Decide whether each statement agrees with the problem description. For each, answer yes or no and quote the words of the text that decide it.
1. Kiki counts the same coins N times.
2. Kiki's mother found the note.
3. The first line of the input gives the number of test cases.

--- Begin Source ---

Problem Description
One day I was shopping in the supermarket. There was a cashier counting coins seriously when a little kid running and singing "门前大桥下游过一群鸭,快来快来 数一数,二四六七八". And then the cashier put the counted coins back morosely and count again...
Hello Kiki is such a lovely girl that she loves doing counting in a different way. For example, when she is counting X coins, she count them N times. Each time she divide the coins into several same sized groups and write down the group size Mi and the number of the remaining coins Ai on her note.
One day Kiki's father found her note and he wanted to know how much coins Kiki was counting.
Input
The first line is T indicating the number of test cases.
Each case contains N on the first line, Mi(1 <= i <= N) on the second line, and corresponding Ai(1 <= i <= N) on the third line.
All numbers in the input and output are integers.

--- End Source ---
--- Begin Extracted records ---

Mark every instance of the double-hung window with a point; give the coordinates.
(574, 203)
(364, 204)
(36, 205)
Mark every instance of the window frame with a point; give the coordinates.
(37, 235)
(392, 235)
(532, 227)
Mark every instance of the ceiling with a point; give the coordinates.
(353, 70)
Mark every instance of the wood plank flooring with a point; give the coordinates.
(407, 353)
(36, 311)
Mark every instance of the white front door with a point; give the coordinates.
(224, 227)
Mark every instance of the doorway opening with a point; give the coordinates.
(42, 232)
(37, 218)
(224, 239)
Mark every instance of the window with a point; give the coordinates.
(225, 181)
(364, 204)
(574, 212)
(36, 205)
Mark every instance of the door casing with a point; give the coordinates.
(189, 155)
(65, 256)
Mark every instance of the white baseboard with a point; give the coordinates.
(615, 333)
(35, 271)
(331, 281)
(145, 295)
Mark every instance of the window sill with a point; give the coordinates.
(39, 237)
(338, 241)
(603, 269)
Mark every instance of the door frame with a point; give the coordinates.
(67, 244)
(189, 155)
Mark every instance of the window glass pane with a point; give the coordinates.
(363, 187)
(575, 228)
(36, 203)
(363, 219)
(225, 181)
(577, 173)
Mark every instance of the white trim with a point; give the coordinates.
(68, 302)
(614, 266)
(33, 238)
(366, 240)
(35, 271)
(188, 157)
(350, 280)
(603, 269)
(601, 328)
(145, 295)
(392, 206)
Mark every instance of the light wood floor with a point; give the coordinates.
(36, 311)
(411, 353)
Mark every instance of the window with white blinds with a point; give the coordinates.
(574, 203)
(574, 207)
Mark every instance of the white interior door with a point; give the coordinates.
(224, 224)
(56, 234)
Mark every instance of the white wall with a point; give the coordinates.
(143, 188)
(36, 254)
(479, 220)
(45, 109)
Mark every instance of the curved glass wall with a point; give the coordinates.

--- End Extracted records ---

### Written solution
1. Yes: "she count them N times"
2. No: "One day Kiki's father found her note"
3. Yes: "The first line is T indicating the number of test cases."